**Sua tarefa**
Copie sem nenhuma alteração o trecho do texto sobre a república e o movimento em Sade, de "A história não" até "pode tornar-se lei.".

**Texto apresentado**
O que me leva, então, à questão: como manter uma república de insubmissos? Adoto a tese que Blanchot propõe a partir de Sade: a república é idêntica à natureza. Tal analogia demonstra que, assim como a natureza, a república não conhece Estado, somente movimento. Esse movimento constante, na república, deve ser entendido a partir da perturbação que ela causa e deve causar eternamente àqueles que estão à frente do Estado.

Uma vez à frente ou “uma vez desperto e não há mais paz para o homem; a vigilância revolucionária exclui toda tranquilidade, e o único meio, a partir de então, de conservar-se, é não ser nunca conservador, isto é, não estar nunca em repouso” [1]

Para estar desperto, esse republicano não pode ceder às facilidades do comodismo que se encontram na moral, na religião e em qualquer ordinariedade que o conduza à tranquilidade. A tranquilidade é oposta ao estado de movimento que deve caracterizar o republicano. Além de tratar dessa exigência de movimento eterno para a preservação de um Estado revolucionário, Sade aponta para outra exigência. Se levarmos em conta a república ou as repúblicas, perceberemos que elas têm sempre de lidar com a tese do cerco (governos inimigos), que é de ordem externa. Entretanto, há outro fator que a república é obrigada a considerar, a violência interna, que normalmente está ligada ao passado histórico e cultural de determinada nação ou que se apresenta como produto do tempo atual.

Independentemente da origem, só há um modo de superar essas violências no seio social: com um ato de violência mais intenso. Dito isso, a virtude, sob a qual todos os legisladores buscam inscrever o seu Estado, nunca vem desprovida de uma carga cultural e histórica, à qual a própria república encontra-se submetida, dado que a história começa a partir da instituição dessa mesma república.

A história não começa senão se aprofundando na história de violência e crime do Estado, a fim de superá-la. A pergunta que poderia ser feita em razão dessa tese, que soa e é em grande medida hegeliana, é esta: qual é a diferença entre um Estado e um estado? Ou ainda, entre uma História e uma história? Quando um Estado, ou um estado, é superado, o que era tido como crime passa a ser visto como “energia”. Isso abre um espaço, uma fissura, para se pensar um estado para além de um Estado. O crime nada mais é, de acordo com essa leitura, que uma liberação de energia que compete não só à soberania de um país, em termos de administração penal, mas ao estado de movimento das coisas mesmas. Por isso, na antinomia Estado e estado, o crime pode tornar-se lei.

**Informações extraídas**

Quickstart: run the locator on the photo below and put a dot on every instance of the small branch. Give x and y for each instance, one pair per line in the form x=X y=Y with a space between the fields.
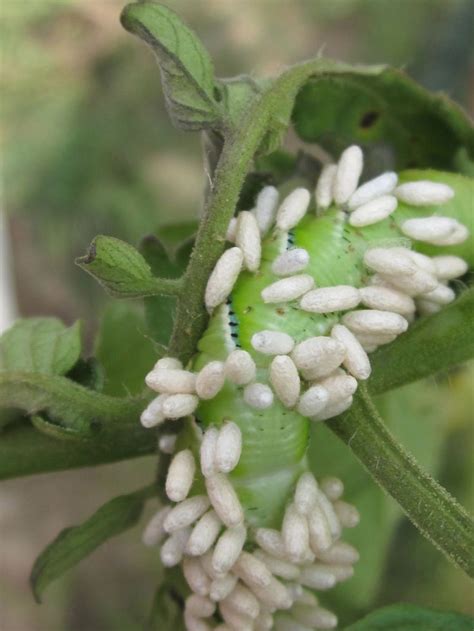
x=429 y=506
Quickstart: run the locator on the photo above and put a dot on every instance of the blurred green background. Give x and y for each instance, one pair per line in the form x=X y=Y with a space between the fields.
x=88 y=149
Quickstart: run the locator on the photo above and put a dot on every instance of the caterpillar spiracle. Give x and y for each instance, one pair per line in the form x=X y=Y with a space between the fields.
x=308 y=288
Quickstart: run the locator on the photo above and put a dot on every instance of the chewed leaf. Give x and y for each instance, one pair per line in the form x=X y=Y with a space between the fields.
x=74 y=544
x=119 y=268
x=41 y=345
x=405 y=617
x=388 y=110
x=185 y=65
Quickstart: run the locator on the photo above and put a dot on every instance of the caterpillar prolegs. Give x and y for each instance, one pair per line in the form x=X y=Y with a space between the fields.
x=308 y=289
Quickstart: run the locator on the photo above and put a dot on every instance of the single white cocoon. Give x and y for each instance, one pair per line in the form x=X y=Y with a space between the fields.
x=381 y=185
x=375 y=321
x=285 y=380
x=247 y=238
x=318 y=356
x=228 y=447
x=449 y=267
x=258 y=396
x=208 y=452
x=325 y=185
x=180 y=476
x=356 y=360
x=171 y=381
x=287 y=289
x=224 y=500
x=223 y=277
x=349 y=169
x=329 y=299
x=265 y=209
x=185 y=513
x=228 y=548
x=210 y=380
x=272 y=342
x=204 y=534
x=387 y=299
x=292 y=209
x=179 y=405
x=240 y=368
x=374 y=211
x=295 y=534
x=290 y=262
x=313 y=401
x=429 y=229
x=424 y=193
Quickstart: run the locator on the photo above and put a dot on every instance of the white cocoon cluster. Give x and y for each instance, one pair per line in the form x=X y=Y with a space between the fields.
x=387 y=299
x=265 y=209
x=171 y=381
x=248 y=240
x=375 y=321
x=287 y=289
x=313 y=401
x=153 y=414
x=285 y=380
x=381 y=185
x=258 y=396
x=228 y=447
x=210 y=380
x=223 y=277
x=290 y=262
x=228 y=548
x=356 y=360
x=292 y=209
x=180 y=476
x=318 y=356
x=178 y=405
x=424 y=193
x=295 y=534
x=329 y=299
x=429 y=229
x=390 y=261
x=441 y=295
x=154 y=531
x=240 y=367
x=196 y=577
x=224 y=500
x=208 y=452
x=204 y=534
x=349 y=169
x=374 y=211
x=306 y=493
x=252 y=571
x=325 y=185
x=272 y=342
x=449 y=267
x=185 y=513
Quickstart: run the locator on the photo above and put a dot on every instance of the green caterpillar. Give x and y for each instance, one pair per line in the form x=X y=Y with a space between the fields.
x=253 y=530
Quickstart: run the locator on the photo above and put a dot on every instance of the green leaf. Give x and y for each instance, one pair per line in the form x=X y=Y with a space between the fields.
x=385 y=110
x=68 y=403
x=186 y=67
x=122 y=270
x=432 y=344
x=25 y=451
x=124 y=350
x=459 y=207
x=42 y=345
x=405 y=617
x=74 y=544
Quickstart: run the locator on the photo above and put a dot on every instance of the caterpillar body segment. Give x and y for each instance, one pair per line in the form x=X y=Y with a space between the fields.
x=263 y=533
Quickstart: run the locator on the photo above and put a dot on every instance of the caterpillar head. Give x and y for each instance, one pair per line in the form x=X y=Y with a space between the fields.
x=309 y=287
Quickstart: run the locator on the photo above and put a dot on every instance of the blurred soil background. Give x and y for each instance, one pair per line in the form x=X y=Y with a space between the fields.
x=87 y=148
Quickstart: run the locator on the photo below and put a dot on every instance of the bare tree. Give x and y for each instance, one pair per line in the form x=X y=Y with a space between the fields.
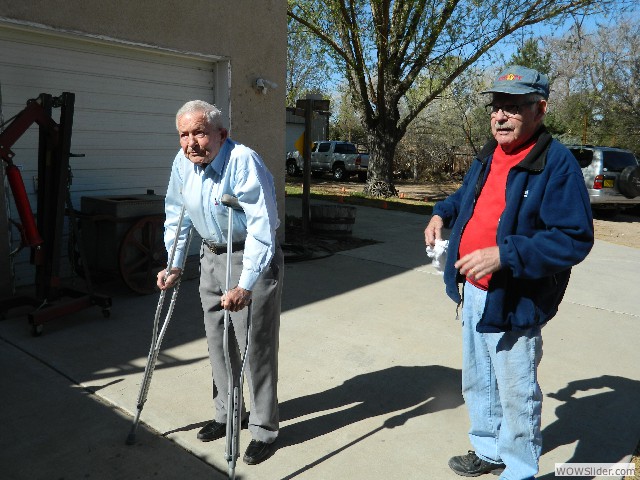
x=308 y=70
x=386 y=46
x=596 y=97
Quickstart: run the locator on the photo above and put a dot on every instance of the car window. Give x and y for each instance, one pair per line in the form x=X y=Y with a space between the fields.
x=583 y=156
x=345 y=148
x=324 y=147
x=614 y=161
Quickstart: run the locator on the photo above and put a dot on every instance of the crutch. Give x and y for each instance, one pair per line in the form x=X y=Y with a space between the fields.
x=156 y=338
x=234 y=395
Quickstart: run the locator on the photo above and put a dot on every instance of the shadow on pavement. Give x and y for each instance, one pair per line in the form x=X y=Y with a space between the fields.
x=591 y=415
x=426 y=388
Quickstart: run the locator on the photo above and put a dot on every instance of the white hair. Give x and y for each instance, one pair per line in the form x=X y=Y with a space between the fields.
x=212 y=114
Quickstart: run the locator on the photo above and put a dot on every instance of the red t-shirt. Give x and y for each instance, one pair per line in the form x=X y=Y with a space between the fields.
x=482 y=228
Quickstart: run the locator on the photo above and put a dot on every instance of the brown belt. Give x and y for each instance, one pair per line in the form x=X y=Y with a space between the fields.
x=219 y=248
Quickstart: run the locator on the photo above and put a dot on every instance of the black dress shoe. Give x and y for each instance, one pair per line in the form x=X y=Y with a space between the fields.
x=258 y=452
x=212 y=431
x=470 y=465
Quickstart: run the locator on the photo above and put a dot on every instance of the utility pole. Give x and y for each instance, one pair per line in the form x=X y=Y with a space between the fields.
x=306 y=108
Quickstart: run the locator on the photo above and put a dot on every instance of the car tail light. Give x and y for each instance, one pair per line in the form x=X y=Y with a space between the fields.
x=598 y=182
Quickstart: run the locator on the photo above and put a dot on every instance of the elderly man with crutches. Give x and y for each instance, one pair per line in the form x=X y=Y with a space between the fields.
x=208 y=167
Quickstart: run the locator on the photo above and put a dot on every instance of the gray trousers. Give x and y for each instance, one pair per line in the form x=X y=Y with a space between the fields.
x=262 y=363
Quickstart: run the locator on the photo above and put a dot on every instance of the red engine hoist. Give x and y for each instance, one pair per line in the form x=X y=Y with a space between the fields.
x=44 y=233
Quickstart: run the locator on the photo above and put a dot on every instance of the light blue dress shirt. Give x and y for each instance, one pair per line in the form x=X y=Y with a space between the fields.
x=236 y=170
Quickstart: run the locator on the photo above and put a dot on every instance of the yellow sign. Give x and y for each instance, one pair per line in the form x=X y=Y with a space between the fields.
x=300 y=144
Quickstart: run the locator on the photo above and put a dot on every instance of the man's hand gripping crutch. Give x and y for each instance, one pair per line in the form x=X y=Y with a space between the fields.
x=233 y=300
x=166 y=279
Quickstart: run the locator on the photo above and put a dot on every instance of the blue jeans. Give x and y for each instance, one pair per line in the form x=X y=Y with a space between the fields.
x=501 y=391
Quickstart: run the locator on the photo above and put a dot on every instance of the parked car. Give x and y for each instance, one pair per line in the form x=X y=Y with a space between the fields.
x=341 y=159
x=612 y=176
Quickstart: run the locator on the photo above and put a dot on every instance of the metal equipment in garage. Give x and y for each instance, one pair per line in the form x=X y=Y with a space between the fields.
x=44 y=234
x=123 y=234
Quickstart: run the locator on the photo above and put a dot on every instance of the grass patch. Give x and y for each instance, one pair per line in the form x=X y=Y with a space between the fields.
x=359 y=198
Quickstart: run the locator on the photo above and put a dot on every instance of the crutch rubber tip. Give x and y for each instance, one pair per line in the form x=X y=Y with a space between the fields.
x=131 y=439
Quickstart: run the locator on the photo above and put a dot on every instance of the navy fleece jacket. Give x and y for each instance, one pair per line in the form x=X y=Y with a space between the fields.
x=545 y=229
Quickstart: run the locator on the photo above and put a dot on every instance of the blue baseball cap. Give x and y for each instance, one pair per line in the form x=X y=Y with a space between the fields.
x=519 y=80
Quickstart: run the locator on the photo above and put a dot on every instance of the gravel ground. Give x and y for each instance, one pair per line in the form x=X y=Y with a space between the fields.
x=623 y=229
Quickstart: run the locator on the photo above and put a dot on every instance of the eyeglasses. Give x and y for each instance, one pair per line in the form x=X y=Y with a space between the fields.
x=508 y=110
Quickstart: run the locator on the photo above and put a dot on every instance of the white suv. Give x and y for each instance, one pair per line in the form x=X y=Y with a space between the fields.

**Resposta**
A história não começa senão se aprofundando na história de violência e crime do Estado, a fim de superá-la. A pergunta que poderia ser feita em razão dessa tese, que soa e é em grande medida hegeliana, é esta: qual é a diferença entre um Estado e um estado? Ou ainda, entre uma História e uma história? Quando um Estado, ou um estado, é superado, o que era tido como crime passa a ser visto como “energia”. Isso abre um espaço, uma fissura, para se pensar um estado para além de um Estado. O crime nada mais é, de acordo com essa leitura, que uma liberação de energia que compete não só à soberania de um país, em termos de administração penal, mas ao estado de movimento das coisas mesmas. Por isso, na antinomia Estado e estado, o crime pode tornar-se lei.